Required work: Show every line of the entries below that contains the string "beam", matching case exactly.

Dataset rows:
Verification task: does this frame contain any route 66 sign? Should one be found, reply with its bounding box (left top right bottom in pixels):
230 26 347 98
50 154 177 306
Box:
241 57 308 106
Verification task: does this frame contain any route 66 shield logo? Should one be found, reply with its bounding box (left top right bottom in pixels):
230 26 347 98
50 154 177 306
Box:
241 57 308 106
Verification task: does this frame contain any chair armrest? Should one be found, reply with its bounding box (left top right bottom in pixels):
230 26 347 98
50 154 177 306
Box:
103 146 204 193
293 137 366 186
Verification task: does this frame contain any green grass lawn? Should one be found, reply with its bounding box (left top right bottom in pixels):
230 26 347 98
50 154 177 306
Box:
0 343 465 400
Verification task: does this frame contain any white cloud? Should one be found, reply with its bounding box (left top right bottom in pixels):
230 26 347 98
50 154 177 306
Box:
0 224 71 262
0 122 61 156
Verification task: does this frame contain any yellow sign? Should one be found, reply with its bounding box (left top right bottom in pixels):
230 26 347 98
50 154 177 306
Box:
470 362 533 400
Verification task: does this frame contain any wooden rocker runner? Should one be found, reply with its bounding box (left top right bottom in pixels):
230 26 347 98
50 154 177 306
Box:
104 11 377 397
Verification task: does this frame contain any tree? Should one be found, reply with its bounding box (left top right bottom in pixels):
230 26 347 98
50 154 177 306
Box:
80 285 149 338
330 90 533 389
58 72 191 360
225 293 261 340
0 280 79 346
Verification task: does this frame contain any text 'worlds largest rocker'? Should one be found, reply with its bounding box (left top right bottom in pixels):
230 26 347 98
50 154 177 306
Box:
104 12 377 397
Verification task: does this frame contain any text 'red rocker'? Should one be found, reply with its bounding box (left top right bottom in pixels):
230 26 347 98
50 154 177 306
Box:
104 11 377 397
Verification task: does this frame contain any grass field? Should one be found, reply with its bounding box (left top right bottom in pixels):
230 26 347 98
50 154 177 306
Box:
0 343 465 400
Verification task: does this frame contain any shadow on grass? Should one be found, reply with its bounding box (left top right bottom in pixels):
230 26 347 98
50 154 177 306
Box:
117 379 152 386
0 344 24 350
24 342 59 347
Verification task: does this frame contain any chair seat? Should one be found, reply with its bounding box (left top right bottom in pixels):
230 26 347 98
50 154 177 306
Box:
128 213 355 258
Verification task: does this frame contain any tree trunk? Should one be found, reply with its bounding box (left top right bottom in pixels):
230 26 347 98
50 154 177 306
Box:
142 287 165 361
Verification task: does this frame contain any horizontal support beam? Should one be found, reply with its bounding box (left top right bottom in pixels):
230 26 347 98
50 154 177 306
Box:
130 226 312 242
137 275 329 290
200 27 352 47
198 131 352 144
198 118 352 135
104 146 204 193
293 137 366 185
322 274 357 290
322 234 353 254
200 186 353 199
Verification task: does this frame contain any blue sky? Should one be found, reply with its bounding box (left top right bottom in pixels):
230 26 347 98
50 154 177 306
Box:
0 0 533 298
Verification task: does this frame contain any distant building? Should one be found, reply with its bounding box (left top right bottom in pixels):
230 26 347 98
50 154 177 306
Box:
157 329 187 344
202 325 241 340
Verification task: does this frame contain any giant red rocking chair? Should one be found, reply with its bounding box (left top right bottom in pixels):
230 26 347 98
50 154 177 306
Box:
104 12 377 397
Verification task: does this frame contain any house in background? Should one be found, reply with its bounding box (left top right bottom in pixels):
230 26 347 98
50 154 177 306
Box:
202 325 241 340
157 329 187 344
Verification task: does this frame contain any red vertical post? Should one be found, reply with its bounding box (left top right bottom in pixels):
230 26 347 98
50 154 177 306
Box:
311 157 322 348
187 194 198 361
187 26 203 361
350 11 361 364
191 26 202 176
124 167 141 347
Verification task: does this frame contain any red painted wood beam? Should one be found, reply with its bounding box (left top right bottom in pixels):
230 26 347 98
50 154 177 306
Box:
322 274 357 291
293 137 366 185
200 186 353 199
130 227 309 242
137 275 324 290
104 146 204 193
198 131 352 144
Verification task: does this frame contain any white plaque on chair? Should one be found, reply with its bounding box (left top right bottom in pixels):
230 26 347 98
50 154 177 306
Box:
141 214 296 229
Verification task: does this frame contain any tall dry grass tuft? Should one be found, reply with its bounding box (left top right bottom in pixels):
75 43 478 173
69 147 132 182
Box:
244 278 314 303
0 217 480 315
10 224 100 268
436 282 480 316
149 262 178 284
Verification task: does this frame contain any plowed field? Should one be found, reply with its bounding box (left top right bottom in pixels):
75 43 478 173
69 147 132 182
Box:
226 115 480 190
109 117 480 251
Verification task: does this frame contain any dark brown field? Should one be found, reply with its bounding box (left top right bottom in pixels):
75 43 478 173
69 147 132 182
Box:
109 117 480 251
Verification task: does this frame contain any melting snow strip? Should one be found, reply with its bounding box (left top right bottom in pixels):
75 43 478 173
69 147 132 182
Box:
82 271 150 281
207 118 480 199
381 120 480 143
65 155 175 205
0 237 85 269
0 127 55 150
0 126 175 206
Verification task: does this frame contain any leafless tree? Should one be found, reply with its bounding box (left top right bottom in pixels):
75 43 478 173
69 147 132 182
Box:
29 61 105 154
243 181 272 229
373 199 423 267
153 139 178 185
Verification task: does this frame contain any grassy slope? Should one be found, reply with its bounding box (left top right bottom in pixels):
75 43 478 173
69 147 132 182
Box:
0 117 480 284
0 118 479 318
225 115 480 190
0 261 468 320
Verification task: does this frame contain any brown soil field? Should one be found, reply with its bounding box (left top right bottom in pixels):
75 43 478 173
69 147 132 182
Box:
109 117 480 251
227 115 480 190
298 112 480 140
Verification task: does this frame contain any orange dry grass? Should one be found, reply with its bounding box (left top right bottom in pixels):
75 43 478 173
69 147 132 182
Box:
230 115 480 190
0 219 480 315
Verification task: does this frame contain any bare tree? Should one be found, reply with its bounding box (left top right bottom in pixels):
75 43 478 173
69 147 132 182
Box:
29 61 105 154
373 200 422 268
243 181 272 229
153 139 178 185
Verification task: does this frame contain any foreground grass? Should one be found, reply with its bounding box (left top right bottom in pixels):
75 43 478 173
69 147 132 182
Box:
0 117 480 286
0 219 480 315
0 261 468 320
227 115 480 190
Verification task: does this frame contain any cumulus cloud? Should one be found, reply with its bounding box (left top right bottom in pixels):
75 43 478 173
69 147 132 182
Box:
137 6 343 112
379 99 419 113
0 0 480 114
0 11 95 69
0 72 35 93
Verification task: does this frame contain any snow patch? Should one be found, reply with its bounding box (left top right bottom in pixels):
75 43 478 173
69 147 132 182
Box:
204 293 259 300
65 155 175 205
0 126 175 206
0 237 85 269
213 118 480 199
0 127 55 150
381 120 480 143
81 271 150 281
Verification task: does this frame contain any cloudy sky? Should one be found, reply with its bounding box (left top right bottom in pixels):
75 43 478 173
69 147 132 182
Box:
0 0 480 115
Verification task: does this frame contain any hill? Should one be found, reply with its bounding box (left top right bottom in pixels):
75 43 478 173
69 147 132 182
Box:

Completed exercise:
Verification task: does this frame contain any horizontal support beam? Should one be found, reply with its bounding box (left top right bottom in pixels):
Verification task: does this frame contain any red painted wood beam? Should one be found, reply with its bounding box (left top right bottom in pixels):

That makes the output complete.